Copy out only the lines from the one containing "man in navy" down to the end of the records, requests included, and shift every coordinate in the answers up by 138.
BEGIN Material to process
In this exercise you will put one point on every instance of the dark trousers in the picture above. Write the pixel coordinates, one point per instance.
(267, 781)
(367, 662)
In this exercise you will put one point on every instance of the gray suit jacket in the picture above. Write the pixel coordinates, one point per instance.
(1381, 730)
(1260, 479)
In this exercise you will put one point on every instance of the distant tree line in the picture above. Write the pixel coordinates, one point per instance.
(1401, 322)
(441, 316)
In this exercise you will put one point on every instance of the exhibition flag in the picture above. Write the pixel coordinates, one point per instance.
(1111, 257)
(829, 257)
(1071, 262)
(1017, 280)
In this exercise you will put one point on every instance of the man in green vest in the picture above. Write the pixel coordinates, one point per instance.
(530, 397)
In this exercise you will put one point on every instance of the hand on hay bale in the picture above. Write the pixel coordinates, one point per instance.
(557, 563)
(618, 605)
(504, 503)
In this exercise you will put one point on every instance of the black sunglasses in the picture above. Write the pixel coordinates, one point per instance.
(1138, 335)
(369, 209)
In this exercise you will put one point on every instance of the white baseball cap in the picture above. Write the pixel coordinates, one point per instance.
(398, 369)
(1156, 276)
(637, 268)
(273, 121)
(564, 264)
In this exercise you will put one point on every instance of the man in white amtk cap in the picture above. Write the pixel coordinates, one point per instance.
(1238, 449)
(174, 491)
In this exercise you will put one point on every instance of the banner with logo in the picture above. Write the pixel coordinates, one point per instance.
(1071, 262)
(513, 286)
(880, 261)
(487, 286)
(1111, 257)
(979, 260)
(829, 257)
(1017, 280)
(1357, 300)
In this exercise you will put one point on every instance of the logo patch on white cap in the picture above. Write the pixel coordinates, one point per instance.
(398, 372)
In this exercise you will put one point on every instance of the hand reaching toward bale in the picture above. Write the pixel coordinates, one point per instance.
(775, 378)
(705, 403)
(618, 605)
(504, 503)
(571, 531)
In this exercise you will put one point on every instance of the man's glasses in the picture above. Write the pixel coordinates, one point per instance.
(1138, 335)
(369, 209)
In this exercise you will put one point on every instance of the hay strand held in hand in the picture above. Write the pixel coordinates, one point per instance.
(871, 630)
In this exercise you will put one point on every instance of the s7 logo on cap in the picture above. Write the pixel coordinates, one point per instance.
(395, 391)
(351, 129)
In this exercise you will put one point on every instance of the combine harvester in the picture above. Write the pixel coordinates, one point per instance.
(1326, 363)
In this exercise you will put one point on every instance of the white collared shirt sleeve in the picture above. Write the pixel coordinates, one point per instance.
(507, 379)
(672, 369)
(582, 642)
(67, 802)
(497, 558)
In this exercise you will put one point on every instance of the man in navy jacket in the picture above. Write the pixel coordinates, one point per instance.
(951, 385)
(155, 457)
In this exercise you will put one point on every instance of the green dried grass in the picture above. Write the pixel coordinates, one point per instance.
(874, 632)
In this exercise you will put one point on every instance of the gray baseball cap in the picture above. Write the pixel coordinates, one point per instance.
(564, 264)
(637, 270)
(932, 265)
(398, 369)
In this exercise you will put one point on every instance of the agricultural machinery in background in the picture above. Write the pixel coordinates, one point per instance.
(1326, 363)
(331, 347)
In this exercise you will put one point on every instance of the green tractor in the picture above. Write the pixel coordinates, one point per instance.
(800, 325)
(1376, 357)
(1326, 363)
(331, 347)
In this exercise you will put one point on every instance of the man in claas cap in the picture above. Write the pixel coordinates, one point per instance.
END Material to process
Task result:
In this exercise you will put one point on every instance of the man in navy jacket in the picture above. Write the pixel coordinates, one point per instance.
(1089, 523)
(293, 595)
In this exercise you will put one point on every instance of the green dried grass in the picture above. Write the pixel coordinates, one point per instance.
(1012, 770)
In this exercise you will put one point on every instance of the gray baseball cap in the picture above. Write the pixel coordinates, one point per instance.
(702, 402)
(775, 408)
(1070, 403)
(536, 507)
In this exercise you will put one point on every instance of the agricultural machinery in background in the picture above. Write the pixel coordinates, one point per instance.
(1464, 501)
(469, 485)
In this exercise you will put one point on every instance of the green tractor in the picture above. Write the pixel coordinates, one point per instance.
(938, 463)
(1514, 495)
(1464, 501)
(469, 485)
In this exercise you will put one point on every instance of the man in claas cap in the picture above. Write the pixel coordinates, one point per instance.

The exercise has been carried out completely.